- _WRITTEN PROBLEM_
Edit the records from the line that contains "Keypoint placement rule: for each instance of the man in" through the end of the records by replacing "thickest part" with "widest part" and leaving everything else unchanged. Return only those lines.

- _EXTRACTED ENTRIES_
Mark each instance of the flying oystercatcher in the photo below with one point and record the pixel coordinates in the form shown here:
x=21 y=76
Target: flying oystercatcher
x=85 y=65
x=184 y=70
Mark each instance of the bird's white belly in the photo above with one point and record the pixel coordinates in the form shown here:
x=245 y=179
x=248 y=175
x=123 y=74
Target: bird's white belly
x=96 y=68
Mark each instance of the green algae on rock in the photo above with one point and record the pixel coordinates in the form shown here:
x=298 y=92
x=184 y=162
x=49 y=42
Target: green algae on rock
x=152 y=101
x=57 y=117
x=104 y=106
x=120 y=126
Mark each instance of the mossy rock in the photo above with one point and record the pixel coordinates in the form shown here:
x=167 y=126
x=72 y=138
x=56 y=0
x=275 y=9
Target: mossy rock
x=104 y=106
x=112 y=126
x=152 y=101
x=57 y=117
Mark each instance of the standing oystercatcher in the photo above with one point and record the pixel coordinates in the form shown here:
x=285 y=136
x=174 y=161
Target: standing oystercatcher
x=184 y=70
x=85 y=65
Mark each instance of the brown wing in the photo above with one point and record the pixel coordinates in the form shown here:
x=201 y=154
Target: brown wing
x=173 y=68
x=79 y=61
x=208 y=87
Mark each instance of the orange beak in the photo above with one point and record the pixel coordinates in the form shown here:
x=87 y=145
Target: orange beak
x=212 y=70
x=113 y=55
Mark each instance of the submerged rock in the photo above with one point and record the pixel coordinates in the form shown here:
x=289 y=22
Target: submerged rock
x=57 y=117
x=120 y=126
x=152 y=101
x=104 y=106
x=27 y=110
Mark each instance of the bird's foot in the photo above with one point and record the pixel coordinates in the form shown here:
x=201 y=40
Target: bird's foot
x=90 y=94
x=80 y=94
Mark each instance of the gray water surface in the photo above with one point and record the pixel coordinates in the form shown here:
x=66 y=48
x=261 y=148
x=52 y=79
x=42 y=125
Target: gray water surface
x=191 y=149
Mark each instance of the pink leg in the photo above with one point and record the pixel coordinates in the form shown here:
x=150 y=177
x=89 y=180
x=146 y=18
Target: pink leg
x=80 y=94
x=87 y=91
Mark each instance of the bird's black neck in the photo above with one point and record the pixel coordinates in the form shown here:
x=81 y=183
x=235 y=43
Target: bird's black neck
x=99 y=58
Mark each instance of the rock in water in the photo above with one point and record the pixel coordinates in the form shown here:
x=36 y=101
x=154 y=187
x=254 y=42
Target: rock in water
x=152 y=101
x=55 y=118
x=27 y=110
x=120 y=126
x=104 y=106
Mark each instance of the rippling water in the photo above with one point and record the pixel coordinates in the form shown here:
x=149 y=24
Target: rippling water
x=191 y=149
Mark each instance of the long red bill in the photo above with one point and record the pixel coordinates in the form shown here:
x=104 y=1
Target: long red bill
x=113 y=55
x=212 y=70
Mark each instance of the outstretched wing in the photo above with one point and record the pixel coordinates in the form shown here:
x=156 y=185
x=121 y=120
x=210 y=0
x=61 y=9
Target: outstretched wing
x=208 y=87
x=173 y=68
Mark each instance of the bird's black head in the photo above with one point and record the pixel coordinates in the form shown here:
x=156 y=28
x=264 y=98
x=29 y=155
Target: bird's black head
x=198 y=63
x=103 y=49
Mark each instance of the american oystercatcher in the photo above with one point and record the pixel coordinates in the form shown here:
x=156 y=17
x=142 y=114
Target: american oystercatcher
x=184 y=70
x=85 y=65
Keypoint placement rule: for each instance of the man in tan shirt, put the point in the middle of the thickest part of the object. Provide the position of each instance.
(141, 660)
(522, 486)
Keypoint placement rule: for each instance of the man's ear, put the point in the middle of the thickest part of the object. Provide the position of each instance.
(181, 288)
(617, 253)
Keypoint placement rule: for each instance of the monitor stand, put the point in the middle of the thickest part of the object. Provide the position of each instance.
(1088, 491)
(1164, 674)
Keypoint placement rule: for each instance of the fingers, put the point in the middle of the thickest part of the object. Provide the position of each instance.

- _TASK SOLUTION_
Keypoint placement rule: for each instance of the man in tan shirt, put the point in the middle of the widest part of the object. Provide the position of each instance.
(141, 660)
(522, 486)
Keypoint placement rule: for each instance of the man's ear, put the point in the middle of the widest part of the object. Provide the position of each instance.
(181, 288)
(617, 253)
Keypoint placement rule: for each instance of the monitor stand, put the point in the middle of the widest part of the object. Provide the position of each instance.
(1088, 491)
(1164, 674)
Keypoint placement rule: for each instance of the fingers, put the point in the middle of the widest part of the object. Provide the position of each instance.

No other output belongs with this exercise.